## [Dataset content]

******************************

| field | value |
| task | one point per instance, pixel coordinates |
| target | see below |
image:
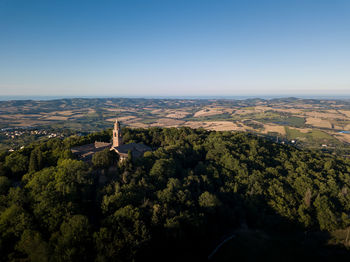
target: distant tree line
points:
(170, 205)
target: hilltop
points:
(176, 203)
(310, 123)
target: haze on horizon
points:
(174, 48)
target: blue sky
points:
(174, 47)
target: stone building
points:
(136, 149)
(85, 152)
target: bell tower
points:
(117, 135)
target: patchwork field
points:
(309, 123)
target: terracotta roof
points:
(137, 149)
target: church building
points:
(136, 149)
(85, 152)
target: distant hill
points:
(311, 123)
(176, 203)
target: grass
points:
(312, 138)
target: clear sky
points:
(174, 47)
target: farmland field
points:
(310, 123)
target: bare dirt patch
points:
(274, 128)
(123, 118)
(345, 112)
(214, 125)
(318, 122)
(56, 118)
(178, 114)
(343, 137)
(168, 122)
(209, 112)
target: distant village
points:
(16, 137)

******************************

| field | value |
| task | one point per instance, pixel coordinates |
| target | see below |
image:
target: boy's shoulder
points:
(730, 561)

******************************

Which lines of the records above contain the string "distant", matching case exactly? Show each of those lines in full.

target: distant tree line
target: distant hill
target: distant village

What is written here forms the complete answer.